**REQUIREMENT**: How many lines in the rows below contain the string "mountain", matching case exactly? Reply with the number only.

**RECORDS FOR THE TASK**:
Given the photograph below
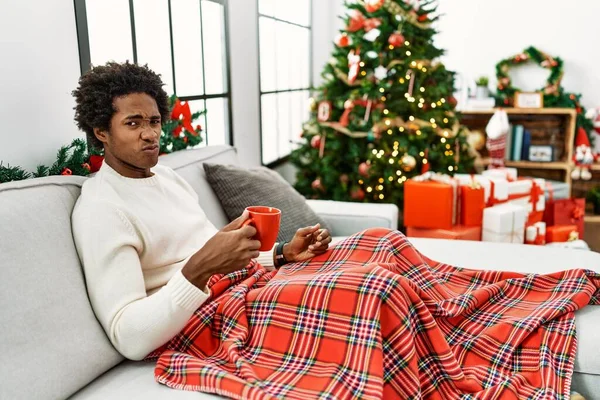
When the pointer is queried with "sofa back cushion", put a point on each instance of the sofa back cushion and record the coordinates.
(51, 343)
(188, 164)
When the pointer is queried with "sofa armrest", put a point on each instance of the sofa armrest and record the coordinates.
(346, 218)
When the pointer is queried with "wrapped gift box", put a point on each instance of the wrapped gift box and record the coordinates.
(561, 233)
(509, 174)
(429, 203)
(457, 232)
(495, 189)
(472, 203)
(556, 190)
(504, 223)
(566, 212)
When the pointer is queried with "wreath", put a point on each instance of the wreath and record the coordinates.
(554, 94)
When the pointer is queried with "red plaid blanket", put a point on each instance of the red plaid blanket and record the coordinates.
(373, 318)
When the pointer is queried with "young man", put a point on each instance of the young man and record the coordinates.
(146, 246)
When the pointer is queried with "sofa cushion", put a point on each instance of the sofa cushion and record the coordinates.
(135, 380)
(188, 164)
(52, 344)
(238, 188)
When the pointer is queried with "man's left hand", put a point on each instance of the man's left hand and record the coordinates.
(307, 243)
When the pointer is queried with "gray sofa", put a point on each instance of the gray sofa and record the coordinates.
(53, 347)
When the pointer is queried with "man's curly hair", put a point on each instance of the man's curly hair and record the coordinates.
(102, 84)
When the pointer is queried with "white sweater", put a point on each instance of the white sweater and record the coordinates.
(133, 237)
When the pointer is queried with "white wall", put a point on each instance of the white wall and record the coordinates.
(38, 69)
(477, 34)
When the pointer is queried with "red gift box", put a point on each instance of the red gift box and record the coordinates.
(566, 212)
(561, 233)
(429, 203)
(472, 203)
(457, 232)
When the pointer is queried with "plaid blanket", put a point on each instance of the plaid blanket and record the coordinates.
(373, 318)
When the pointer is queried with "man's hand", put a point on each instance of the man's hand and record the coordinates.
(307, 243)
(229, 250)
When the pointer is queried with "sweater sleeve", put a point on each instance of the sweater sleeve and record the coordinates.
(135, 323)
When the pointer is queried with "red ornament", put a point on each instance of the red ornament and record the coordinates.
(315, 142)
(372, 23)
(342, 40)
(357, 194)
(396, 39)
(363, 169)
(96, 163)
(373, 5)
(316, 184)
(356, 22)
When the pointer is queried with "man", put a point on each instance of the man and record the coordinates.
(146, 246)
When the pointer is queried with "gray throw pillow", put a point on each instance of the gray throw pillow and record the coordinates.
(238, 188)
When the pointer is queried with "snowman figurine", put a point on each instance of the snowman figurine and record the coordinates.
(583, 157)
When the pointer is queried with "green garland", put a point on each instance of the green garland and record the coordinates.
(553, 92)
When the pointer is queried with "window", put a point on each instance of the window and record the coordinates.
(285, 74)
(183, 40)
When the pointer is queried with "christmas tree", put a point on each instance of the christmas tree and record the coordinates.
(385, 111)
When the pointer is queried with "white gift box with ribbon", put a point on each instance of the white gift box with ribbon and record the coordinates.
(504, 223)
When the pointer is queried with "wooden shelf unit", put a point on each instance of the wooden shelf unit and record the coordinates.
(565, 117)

--

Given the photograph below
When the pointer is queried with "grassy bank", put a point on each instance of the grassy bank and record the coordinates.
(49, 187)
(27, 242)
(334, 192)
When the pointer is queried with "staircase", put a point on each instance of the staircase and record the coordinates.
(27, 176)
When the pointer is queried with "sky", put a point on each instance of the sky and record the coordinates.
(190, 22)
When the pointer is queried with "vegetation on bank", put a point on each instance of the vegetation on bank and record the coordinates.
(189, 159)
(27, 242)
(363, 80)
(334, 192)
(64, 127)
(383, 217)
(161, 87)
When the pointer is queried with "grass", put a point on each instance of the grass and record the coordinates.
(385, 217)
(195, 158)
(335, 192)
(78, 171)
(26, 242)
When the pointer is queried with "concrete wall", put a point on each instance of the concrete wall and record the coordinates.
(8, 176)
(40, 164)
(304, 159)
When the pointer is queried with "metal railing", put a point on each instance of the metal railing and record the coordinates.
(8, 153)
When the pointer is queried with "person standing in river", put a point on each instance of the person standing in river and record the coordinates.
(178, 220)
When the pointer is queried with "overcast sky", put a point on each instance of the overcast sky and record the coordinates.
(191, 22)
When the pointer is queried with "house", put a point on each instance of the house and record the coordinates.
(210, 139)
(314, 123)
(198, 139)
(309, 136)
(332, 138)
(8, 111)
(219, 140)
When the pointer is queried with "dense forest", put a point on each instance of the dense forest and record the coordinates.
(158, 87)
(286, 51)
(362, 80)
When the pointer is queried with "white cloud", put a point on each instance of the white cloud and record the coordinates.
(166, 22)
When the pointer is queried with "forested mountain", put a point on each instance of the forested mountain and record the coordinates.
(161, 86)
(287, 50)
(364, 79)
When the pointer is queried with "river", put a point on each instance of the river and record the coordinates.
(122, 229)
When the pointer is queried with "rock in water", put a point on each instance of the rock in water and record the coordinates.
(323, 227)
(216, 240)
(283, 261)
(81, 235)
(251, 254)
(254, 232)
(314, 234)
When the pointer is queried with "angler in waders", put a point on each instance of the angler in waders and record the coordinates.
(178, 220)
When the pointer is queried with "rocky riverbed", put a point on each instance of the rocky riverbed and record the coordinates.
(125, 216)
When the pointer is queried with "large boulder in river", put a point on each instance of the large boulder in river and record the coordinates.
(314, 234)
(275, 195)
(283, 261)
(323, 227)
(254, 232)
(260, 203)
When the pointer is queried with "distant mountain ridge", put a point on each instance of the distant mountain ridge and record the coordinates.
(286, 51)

**FULL SOLUTION**: 2